TASK BRIEF: Quote the data below in full, please, without altering anything.

Source data:
((

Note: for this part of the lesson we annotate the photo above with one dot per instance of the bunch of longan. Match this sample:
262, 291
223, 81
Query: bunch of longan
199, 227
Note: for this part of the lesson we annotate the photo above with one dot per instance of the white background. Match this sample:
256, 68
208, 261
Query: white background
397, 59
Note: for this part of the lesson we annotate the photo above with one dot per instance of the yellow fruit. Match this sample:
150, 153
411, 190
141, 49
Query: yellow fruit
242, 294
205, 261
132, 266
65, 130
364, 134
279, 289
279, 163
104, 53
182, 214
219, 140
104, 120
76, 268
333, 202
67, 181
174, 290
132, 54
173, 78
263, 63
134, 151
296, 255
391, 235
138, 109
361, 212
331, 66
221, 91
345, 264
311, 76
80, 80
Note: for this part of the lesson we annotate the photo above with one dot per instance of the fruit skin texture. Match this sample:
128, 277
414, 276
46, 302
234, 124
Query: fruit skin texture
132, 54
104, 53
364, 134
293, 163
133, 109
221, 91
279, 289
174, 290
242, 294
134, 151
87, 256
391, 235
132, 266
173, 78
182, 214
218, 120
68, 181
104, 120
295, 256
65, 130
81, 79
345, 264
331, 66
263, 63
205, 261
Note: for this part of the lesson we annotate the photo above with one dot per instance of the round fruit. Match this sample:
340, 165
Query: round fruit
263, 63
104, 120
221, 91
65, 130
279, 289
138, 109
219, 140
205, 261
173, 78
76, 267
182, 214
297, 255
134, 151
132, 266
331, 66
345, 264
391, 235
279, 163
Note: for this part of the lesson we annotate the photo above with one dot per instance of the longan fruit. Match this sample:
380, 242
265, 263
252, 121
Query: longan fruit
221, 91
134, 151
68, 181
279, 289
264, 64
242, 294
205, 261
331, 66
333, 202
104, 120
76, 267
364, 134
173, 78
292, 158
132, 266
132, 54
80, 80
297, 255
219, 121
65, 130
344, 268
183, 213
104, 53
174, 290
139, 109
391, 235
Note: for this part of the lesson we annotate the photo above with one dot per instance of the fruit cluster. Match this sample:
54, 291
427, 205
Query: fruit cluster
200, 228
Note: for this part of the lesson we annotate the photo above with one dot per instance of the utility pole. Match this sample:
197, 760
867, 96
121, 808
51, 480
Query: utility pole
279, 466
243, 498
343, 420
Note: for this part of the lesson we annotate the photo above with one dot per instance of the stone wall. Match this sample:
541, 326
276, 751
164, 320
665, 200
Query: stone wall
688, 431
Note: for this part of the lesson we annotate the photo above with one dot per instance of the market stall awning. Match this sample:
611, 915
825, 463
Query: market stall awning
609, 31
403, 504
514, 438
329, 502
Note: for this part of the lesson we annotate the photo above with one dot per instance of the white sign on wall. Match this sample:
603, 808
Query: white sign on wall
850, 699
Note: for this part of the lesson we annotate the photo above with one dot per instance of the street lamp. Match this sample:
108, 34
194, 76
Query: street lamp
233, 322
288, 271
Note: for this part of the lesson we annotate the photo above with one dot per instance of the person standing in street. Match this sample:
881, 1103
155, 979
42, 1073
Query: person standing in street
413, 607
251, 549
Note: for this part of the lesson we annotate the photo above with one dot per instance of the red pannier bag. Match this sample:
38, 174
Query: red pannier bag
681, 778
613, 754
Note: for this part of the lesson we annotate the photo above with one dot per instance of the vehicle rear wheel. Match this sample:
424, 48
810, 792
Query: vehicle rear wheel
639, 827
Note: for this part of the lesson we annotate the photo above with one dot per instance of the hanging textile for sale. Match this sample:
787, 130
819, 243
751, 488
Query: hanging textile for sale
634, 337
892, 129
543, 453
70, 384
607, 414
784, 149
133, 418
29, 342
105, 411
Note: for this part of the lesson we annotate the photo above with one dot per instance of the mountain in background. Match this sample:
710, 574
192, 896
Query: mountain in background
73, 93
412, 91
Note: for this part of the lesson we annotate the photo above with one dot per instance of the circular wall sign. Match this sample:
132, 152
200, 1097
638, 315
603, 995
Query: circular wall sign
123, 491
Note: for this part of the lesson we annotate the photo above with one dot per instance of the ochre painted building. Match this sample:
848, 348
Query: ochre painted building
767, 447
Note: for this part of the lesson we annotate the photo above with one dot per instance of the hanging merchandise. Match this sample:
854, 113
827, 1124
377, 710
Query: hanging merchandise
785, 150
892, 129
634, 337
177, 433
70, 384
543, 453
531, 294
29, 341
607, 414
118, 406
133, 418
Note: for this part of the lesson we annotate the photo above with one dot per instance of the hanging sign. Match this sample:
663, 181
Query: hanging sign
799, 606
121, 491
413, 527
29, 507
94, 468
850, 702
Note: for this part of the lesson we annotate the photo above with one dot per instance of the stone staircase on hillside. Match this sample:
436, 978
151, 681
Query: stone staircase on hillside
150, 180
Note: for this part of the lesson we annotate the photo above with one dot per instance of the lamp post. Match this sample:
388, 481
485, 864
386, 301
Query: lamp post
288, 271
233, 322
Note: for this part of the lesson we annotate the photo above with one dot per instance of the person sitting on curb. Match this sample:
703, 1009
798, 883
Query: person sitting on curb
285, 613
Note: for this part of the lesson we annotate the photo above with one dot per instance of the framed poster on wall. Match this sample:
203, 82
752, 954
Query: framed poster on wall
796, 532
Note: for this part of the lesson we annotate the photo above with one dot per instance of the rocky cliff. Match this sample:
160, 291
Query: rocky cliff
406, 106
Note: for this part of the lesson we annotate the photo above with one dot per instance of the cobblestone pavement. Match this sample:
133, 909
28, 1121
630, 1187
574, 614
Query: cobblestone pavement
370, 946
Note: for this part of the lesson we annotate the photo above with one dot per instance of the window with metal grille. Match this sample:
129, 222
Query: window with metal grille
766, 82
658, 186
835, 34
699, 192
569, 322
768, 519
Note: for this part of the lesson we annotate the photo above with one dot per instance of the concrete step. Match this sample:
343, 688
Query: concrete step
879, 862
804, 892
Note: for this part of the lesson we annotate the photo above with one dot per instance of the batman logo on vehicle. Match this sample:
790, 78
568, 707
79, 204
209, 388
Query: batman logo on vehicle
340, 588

))

WORKED SOLUTION:
Note: for this part of the lesson we annotate the photo above with one dot per instance of the bunch of longan. Match this sample:
262, 291
223, 81
Query: bunch of longan
199, 227
Note: for this part of the lesson we annotate the photo above with one dot per instance of the white background. Match this sample:
256, 68
208, 261
Query: white background
397, 59
Note: for this part of the lesson we annotate the photo above with one dot per instance of the yellow fruit. Match this sample:
150, 153
411, 190
141, 49
Query: yellow fruit
242, 294
205, 261
132, 266
65, 130
364, 134
279, 289
279, 163
104, 53
182, 214
219, 140
104, 120
76, 268
333, 202
67, 181
174, 290
132, 54
173, 78
263, 63
134, 151
296, 255
391, 235
138, 109
361, 212
331, 66
221, 91
345, 264
311, 76
80, 80
Note: for this part of the lesson we annotate the photo above with one dot per instance of the fruit skin texture. Match this sample:
128, 277
414, 276
46, 302
234, 124
Query: fruit skin texture
132, 54
104, 53
364, 134
293, 163
133, 109
221, 91
279, 289
174, 290
242, 294
134, 151
87, 256
391, 235
132, 266
173, 78
182, 214
218, 120
68, 181
104, 120
295, 256
65, 130
81, 79
345, 264
331, 66
263, 63
205, 261
Note: for this part of the lesson we annotate the photo above with one dot per instance of the round fruit. Match this sample:
340, 165
Query: round fruit
263, 63
104, 120
221, 91
65, 130
279, 289
138, 109
219, 140
205, 261
173, 78
76, 267
182, 214
297, 255
134, 151
132, 266
331, 66
345, 264
391, 235
279, 163
Note: for this part of the lesson we annotate the photo above with one dot per instance of the longan fruit. Match this sample:
380, 242
265, 263
252, 121
Query: longan fruit
221, 91
134, 151
68, 181
279, 289
264, 64
242, 294
205, 261
331, 66
333, 202
104, 120
76, 267
364, 134
173, 78
292, 158
132, 266
132, 54
80, 80
297, 255
219, 121
65, 130
344, 268
183, 213
104, 53
174, 290
139, 109
391, 235
Note: for this part of the lesson we annotate the photo above with one dot per instance of the fruit cluster. Match this sample:
54, 291
427, 205
Query: fruit cluster
200, 228
Note: for this part of the lesson we annotate the photo above with one dot per instance of the utility pole. Match this sample:
197, 760
867, 96
121, 808
51, 480
Query: utility pole
279, 466
243, 498
343, 420
Note: for this part of the lesson we annotate the photo above with one dot per instance of the stone wall. Match this sample:
541, 326
276, 751
164, 320
665, 200
Query: stone wall
688, 431
Note: for this part of the lesson we annotate the photo above with one dot per instance of the market stall awning. Match this sample:
611, 915
825, 463
Query: market stall awning
609, 31
403, 504
514, 438
329, 502
Note: for this part of the lesson we annotate the photo above with one dot per instance of the white sign on wall. Match this sample:
603, 808
Query: white sign on wall
850, 699
Note: for this part of the lesson we annotate the photo above with one dot per instance of the street lamp. Match this sample:
108, 34
194, 76
Query: street lamp
233, 322
288, 271
Note: for this part of the lesson we annotate the photo above with one dot per instance of the person standing in street. Match this sample:
881, 1103
155, 979
42, 1073
Query: person standing in street
413, 607
251, 549
Note: for this part of the lesson we annotate the photo above with one dot per instance of the red pannier bag. Match this sample:
38, 174
Query: red pannier bag
681, 778
613, 754
Note: for this part of the lesson we annotate the photo above with one dot per instance of the vehicle rear wheel. Match this sample:
424, 48
810, 792
Query: vehicle rear wheel
639, 827
Note: for this part of the lesson we annotate the photo above with one dot per instance of the hanging textile for sale. Match this sample:
787, 130
819, 243
751, 488
Query: hanging textile for sale
634, 337
892, 129
543, 453
70, 384
607, 414
784, 149
133, 418
29, 342
105, 411
Note: for this part of the lesson we annotate the photo above with one dot per instance of the mountain in background. Match this sample:
710, 574
192, 896
Query: mountain in background
73, 93
412, 91
Note: for this part of the lesson we annotate the photo above with one dot per instance of the circular wall sign. Match this sample:
132, 152
200, 1097
638, 315
603, 995
Query: circular wall sign
123, 491
Note: for this part of the lesson we annotate the photo above with one dot per instance of the ochre painted building. Match this sample:
848, 348
Query: ochre painted building
767, 447
Note: for this part of the lesson we annotate the photo above with one dot per instance of the hanging merchandise. Match this sample:
854, 113
827, 1124
377, 710
Query: hanging merchandise
785, 150
892, 129
634, 337
177, 433
70, 384
543, 453
531, 294
29, 341
607, 414
118, 406
133, 418
Note: for this part of the lesson we annotate the photo above with one dot per instance of the hanging sign. Match this sample:
663, 181
Query: hanging sign
799, 606
121, 491
413, 527
29, 507
94, 468
850, 702
Note: for this part of the lesson we annotate the photo above with one dot per instance of the stone staircase on hillside. Match this sample:
436, 978
151, 681
Query: stone staircase on hillside
150, 180
Note: for this part of the lesson we annotate the photo above with one dot per instance of the lamp post. Match this sample:
388, 481
485, 864
386, 301
Query: lamp post
288, 271
233, 322
Note: for this part of the lesson we annotate the photo above with one dot per instance of the person sitting on curb. Match this sample:
703, 1009
798, 883
Query: person sitting on curb
285, 613
Note: for this part of the lesson we annotate the photo above with one dot per instance of the framed poster on wall. Match this sample:
203, 82
752, 954
Query: framed poster on wall
796, 532
Note: for this part of the lesson we annotate the photo above with one dot per instance of the rocky cliff. Match this sample:
160, 291
Query: rocky cliff
406, 106
Note: for this part of the lesson we annotate the photo above with one dot per instance of the cobblestone pavement. Match this sample:
133, 909
28, 1121
630, 1187
574, 614
Query: cobblestone pavement
370, 946
Note: for this part of the lesson we annotate the photo above with one dot per instance of the window with metal grille. Match this sample:
129, 222
Query: window with metal grille
766, 82
658, 186
835, 34
699, 192
569, 322
768, 519
Note: for this part of the lesson we annotate the photo above with one dot per instance of the concrete step. Match this sample:
343, 688
Query: concrete step
879, 862
804, 892
Note: for this part of the lesson we annotate the photo above with one dot per instance of the batman logo on vehicle. Match this sample:
790, 78
568, 707
79, 204
209, 388
Query: batman logo on vehicle
340, 588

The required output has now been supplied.